- [Görev yönergesi]:
Boğaziçi Üniversitesi rektör atamasını anlatan metni, son cümlesinin ardından devam ettirerek genişletin.

- [Alıntı metin]:
--------------------

Boğaziçi Üniversitesi Rektörlüğü görevi sona eren Prof. Dr. Gülay Barbarosoğlu bir açıklama yaparak, Rektör olarak atanan Prof. Dr. Mehmed Özkan’a başarılar diledi ve üniversiteye veda etti. Barbarosoğlu'nun açıklaması şöyle:
"5 Ağustos 2012 tarihinden itibaren büyük gurur, mutluluk ve heyecanla sürdürdüğüm rektörlük görevimin sonuna gelmiş bulunuyorum. Ülkemizde olduğu kadar uluslararası alanda da birçok başarıya imza atan, özgürlükçü, çoğulcu ve katılımcı bir anlayışla üniversitemizi akademik ve bilimsel alanda daha da yukarılara taşıyan, birlikte görev yaptığım tüm arkadaşlarıma, destek veren tüm öğretim üyelerimize, çalışanlarımıza ve öğrencilerimize çok teşekkür ediyorum.
Kırk yılı aşkın bir süredir öğrenci, öğretim üyesi ve idareci olarak çeşitli düzeylerde katkıda bulunduğum üniversitemize veda ediyor ve akademik hayatımı noktalıyorum. Boğaziçi Üniversitesi’nin tarihi, gelenekleri, ilkeleri ve üstün kadrosu sayesinde gelecekte de varlığını en başarılı şekilde sürdüreceğine eminim.
Göreve yeni atanan Sayın Prof. Dr. Mehmed Özkan’a ve yeni yönetime başarılar dilerim."
Cumhurbaşkanı Tayyip Erdoğan, Boğaziçi Üniversitesi Rektörlüğü'ne Prof. Dr. Mehmed Özkan'ı atamıştı.
Prof. Dr. Barbarosoğlu'nun en çok oyu almasına karşın dört aydır Cumhurbaşkanı tarafından rektör olarak atanmadığı Boğaziçi Üniversitesi’nde akademisyenler yeni düzenlemeyi protesto etmişti.
Boğaziçi'nde ne olmuştu?
12 Temmuz’da Boğaziçi Üniversitesi’nde rektörlük seçimleri yapılmıştı. Seçimde 403 öğretim üyesinin 348’nin oyunu alan üniversitenin mevcut rektörü Prof. Dr. Gülay Barbarosoğlu sandıktan birinci çıkmıştı. Diğer adaylardan Prof. Dr. Vedat Akgiray 40 oy, diğer dört aday ise birer oy almıştı. Boğaziçi Üniversitesi ile birlikte seçim yapılan 19 üniversiteye rektörleri atanırken, sadece Boğaziçi Üniversitesi’ne rektör atanmamıştı. Yaklaşık dört aydır atama yapılmaması öğrenci ve akademisyenlerin tepkisine neden olmuştu. Atama yapılmadığı için artık Boğaziçi Üniversitesi’ne yeni düzenlemeye göre rektör atanacaktı. Öte yandan 15 Temmuz darbe girişiminden sonra, 25-26 Temmuz tarihlerinde 17 üniversitede yapılacak rektörlük seçimleri de YÖK tarafından ertelenmişti. Bu üniversitelerin rektörleri de artık Boğaziçi Üniversitesi rektörü gibi Cumhurbaşkanı'nın tarafından YÖK'ün tavsiye ettiği isimler arasından atanacak.

--------------------

- [Veri kümesi alıntısı]:
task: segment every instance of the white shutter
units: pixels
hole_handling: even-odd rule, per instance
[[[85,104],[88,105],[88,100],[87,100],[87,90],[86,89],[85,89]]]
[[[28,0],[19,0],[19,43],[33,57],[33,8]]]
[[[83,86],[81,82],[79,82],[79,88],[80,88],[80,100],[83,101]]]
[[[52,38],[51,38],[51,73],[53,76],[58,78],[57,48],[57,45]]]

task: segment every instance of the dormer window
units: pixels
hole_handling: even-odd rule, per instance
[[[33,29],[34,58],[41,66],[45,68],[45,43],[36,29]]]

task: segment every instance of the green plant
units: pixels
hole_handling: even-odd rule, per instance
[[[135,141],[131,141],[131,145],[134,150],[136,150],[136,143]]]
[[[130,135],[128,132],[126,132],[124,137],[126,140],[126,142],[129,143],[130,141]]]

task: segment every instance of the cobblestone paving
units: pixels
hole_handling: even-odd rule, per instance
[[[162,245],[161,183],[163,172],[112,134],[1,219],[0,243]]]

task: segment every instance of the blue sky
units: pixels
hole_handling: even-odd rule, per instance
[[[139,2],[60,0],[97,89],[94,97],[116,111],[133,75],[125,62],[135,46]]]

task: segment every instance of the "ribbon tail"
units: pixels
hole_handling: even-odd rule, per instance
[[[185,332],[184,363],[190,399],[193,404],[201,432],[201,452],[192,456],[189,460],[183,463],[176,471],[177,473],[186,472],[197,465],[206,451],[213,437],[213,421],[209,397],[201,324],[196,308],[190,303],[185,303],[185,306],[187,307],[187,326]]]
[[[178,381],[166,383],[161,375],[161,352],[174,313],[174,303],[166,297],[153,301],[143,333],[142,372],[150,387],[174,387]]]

--------------------

- [Alıştırma yanıtı]:
Daha önceki sistem nasıldı?
Kaldırılan sistemde üniversitelerde yapılan rektörlük seçimlerinde en yüksek oyu alan altı adayın ismi YÖK'e gönderiliyordu. YÖK adaylarla yaptığı mülâkat ve değerlendirmelerden sonra aday sayısını üçe indirip atama için Cumhurbaşkanlığı’na yolluyordu. YÖK de Cumhurbaşkanı da sandıktan çıkan sonucu değiştirebiliyordu.
En çok oyu almasına karşın YÖK’ün listesinde ilk sırada yer alamayanlar olduğu gibi, bugüne kadar pek çok kere de sandıktan birinci çıkan aday yerine ikinci ya da üçüncü aday da cumhurbaşkanları tarafından atandı.
Erdoğan, bir hafta önce akademik yıl açılışında yaptığı konuşmada rektörlük seçimlerini şu sözlerle eleştirmişti:
"Görünüşte demokratik olan rektörlük seçimleri üniversitelerde gruplaşmaları, hizipleşmeleri, kırgınlıkları artıran bir işleve bürünmüştür. Üniversite içinde zaten çok yıkıcı bir şekilde yaşanan bu süreç YÖK’ün ve Cumhurbaşkanı’nın takdiriyle daha da sıkıntılı bir boyut almaktadır. Bunun için rektör atamalarındaki mevcut usûlden vazgeçilmesi, üniversitelerimizin de ülkemizin de yararına olacaktır."